Goal of the exercise:
Switch "Consider" to "Examine" throughout the material below and write out all of it again, leaving everything else unchanged.

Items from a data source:
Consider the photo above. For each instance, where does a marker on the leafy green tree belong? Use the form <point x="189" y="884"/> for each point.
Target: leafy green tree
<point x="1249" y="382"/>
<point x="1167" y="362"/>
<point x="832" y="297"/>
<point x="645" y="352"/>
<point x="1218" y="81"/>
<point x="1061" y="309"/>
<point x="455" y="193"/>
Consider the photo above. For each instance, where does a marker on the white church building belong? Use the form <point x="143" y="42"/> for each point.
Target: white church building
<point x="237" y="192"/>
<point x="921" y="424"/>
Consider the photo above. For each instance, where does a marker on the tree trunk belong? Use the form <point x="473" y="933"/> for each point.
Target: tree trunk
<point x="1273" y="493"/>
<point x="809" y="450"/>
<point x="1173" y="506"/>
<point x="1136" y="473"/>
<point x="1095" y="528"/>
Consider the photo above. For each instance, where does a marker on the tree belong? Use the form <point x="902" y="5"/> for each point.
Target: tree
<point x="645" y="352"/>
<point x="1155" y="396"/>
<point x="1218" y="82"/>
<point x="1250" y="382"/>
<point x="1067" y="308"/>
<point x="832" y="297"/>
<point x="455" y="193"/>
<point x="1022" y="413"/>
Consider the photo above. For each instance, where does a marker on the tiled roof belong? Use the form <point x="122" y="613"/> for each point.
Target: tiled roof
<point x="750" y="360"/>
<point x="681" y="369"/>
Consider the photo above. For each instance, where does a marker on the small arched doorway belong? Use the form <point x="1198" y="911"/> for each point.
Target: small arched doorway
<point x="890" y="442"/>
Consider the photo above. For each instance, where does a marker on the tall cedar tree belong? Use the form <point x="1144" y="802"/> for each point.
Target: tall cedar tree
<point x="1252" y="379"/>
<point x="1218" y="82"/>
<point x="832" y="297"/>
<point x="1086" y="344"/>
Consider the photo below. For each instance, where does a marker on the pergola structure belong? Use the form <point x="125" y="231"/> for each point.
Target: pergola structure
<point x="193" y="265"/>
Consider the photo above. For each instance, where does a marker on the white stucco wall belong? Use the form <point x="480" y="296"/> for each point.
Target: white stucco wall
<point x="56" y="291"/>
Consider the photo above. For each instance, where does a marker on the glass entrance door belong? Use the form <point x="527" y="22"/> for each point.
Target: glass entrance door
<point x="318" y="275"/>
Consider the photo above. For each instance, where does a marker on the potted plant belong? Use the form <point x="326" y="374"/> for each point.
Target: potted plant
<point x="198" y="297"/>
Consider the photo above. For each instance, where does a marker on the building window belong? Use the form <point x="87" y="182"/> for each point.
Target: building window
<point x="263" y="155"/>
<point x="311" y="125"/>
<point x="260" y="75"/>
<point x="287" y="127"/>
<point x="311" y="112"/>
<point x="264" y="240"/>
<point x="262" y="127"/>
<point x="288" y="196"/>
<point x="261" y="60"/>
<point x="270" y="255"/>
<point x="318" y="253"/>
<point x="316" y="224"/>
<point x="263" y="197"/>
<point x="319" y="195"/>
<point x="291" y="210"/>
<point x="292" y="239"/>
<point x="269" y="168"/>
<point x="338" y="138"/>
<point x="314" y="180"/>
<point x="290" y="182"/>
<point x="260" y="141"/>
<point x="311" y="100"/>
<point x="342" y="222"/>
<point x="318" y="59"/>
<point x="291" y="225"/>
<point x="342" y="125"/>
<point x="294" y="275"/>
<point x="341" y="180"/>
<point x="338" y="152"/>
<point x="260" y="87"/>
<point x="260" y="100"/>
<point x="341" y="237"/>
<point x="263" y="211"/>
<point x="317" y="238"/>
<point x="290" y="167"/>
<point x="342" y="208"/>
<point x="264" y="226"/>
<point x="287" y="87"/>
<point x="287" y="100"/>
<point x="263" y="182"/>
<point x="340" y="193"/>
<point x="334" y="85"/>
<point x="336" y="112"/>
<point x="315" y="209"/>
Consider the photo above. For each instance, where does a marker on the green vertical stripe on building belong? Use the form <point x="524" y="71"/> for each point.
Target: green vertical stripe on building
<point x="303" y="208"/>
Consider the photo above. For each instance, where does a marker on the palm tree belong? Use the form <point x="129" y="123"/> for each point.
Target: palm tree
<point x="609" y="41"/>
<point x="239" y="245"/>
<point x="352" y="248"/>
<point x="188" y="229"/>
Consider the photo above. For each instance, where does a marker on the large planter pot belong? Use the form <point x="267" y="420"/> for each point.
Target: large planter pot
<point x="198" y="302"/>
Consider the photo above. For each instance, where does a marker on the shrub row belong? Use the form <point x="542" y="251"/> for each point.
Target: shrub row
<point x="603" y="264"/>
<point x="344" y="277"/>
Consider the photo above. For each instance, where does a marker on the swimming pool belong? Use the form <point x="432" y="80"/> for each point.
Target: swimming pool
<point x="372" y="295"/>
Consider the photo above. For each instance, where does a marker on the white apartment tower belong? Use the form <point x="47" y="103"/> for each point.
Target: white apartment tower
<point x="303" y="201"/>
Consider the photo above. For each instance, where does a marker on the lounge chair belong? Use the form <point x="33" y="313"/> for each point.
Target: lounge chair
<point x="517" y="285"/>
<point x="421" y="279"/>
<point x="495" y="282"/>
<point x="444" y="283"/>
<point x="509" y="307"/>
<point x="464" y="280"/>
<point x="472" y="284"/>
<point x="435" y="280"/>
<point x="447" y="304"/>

Result of this exercise:
Examine the photo above. For each instance, where does a marker on the leafy green tree belong? Use the form <point x="189" y="884"/> for each point.
Target: leafy green tree
<point x="1249" y="382"/>
<point x="1167" y="362"/>
<point x="832" y="297"/>
<point x="645" y="352"/>
<point x="1218" y="81"/>
<point x="1061" y="309"/>
<point x="455" y="193"/>
Examine the photo above. For each instance, where does a marker on the white church building belong? Use the form <point x="143" y="42"/> for each point.
Target: white church building
<point x="237" y="192"/>
<point x="921" y="424"/>
Examine the photo above. For each instance, where does a marker on the tree trunk belong? Use the form <point x="473" y="933"/> for each point.
Target: tree trunk
<point x="1273" y="493"/>
<point x="809" y="450"/>
<point x="1173" y="506"/>
<point x="1136" y="473"/>
<point x="1095" y="528"/>
Examine the photo above. For each instance, where does a marker on the tree belong? Use the form <point x="902" y="5"/> for each point.
Target: tree
<point x="645" y="352"/>
<point x="1155" y="396"/>
<point x="1218" y="82"/>
<point x="1250" y="382"/>
<point x="1067" y="308"/>
<point x="832" y="297"/>
<point x="455" y="193"/>
<point x="1022" y="413"/>
Examine the photo above. For each instance, where does a marker on the tiled roof belong? Use the form <point x="122" y="613"/> for each point.
Target: tiled roof
<point x="750" y="360"/>
<point x="681" y="369"/>
Examine the photo above. For each instance, where does a marker on the small arched doorway belong? Use the form <point x="1198" y="911"/> for each point.
Target: small arched doorway
<point x="890" y="442"/>
Examine the photo above. For each instance, where does a marker on the tall cedar tree belong? Use the form <point x="1144" y="802"/> for each point.
Target: tall cedar tree
<point x="1252" y="379"/>
<point x="1218" y="82"/>
<point x="832" y="297"/>
<point x="1086" y="344"/>
Examine the photo below. For each instance, where does a marker on the pergola structure belong? Use the form <point x="125" y="231"/> for each point.
Target: pergola structure
<point x="193" y="265"/>
Examine the photo above. For each instance, where does a marker on the white stucco wall belong? Use the form <point x="480" y="296"/> for each point.
Target: white stucco wall
<point x="56" y="291"/>
Examine the photo above. For each instance, where does a marker on the glass entrance door belong? Use the form <point x="527" y="22"/> for each point.
Target: glass entrance door
<point x="318" y="275"/>
Examine the photo above. For each instance, where does a marker on the potted plant belong? Use the form <point x="326" y="374"/> for each point.
Target: potted plant
<point x="198" y="297"/>
Examine the photo above. For each instance, where does a marker on the building window belong? Use the form <point x="87" y="182"/> for each point.
Target: building window
<point x="263" y="155"/>
<point x="311" y="125"/>
<point x="260" y="75"/>
<point x="287" y="127"/>
<point x="311" y="112"/>
<point x="264" y="240"/>
<point x="262" y="127"/>
<point x="288" y="196"/>
<point x="261" y="60"/>
<point x="270" y="255"/>
<point x="318" y="253"/>
<point x="316" y="224"/>
<point x="263" y="197"/>
<point x="319" y="195"/>
<point x="291" y="210"/>
<point x="292" y="239"/>
<point x="269" y="168"/>
<point x="338" y="138"/>
<point x="314" y="180"/>
<point x="290" y="182"/>
<point x="260" y="141"/>
<point x="311" y="100"/>
<point x="342" y="222"/>
<point x="318" y="59"/>
<point x="291" y="225"/>
<point x="342" y="125"/>
<point x="294" y="275"/>
<point x="341" y="180"/>
<point x="338" y="152"/>
<point x="260" y="87"/>
<point x="260" y="100"/>
<point x="341" y="237"/>
<point x="263" y="211"/>
<point x="317" y="238"/>
<point x="290" y="167"/>
<point x="342" y="208"/>
<point x="264" y="226"/>
<point x="287" y="87"/>
<point x="287" y="100"/>
<point x="263" y="182"/>
<point x="340" y="193"/>
<point x="334" y="85"/>
<point x="336" y="112"/>
<point x="315" y="209"/>
Examine the photo above. For each instance, where does a marker on the green vertical stripe on building belong? Use the form <point x="524" y="71"/> for each point.
Target: green vertical stripe on building
<point x="303" y="208"/>
Examine the photo above. For each instance, where does a marker on the palm tree belong? Use the form <point x="129" y="123"/> for each point.
Target: palm tree
<point x="609" y="41"/>
<point x="239" y="245"/>
<point x="352" y="248"/>
<point x="188" y="229"/>
Examine the photo above. For each instance, where does a marker on the large planter pot belong? Use the form <point x="267" y="420"/> for each point.
Target: large planter pot
<point x="198" y="302"/>
Examine the photo above. For each instance, where does a marker on the shrub row belong? Use the form <point x="542" y="251"/> for each point.
Target: shrub row
<point x="603" y="264"/>
<point x="344" y="277"/>
Examine the photo above. For each instance, where does a marker on the swimming pool belong? Use the form <point x="432" y="80"/> for each point.
Target: swimming pool
<point x="372" y="295"/>
Examine the photo above. For each instance, where does a marker on the white apartment tower belong? Use the form <point x="47" y="103"/> for each point.
Target: white apartment tower
<point x="303" y="201"/>
Examine the photo above. For each instance, where does a marker on the lounge chair belong? Use the form <point x="33" y="313"/> for each point.
Target: lounge chair
<point x="517" y="285"/>
<point x="421" y="279"/>
<point x="495" y="282"/>
<point x="444" y="283"/>
<point x="509" y="307"/>
<point x="464" y="280"/>
<point x="472" y="284"/>
<point x="435" y="280"/>
<point x="447" y="304"/>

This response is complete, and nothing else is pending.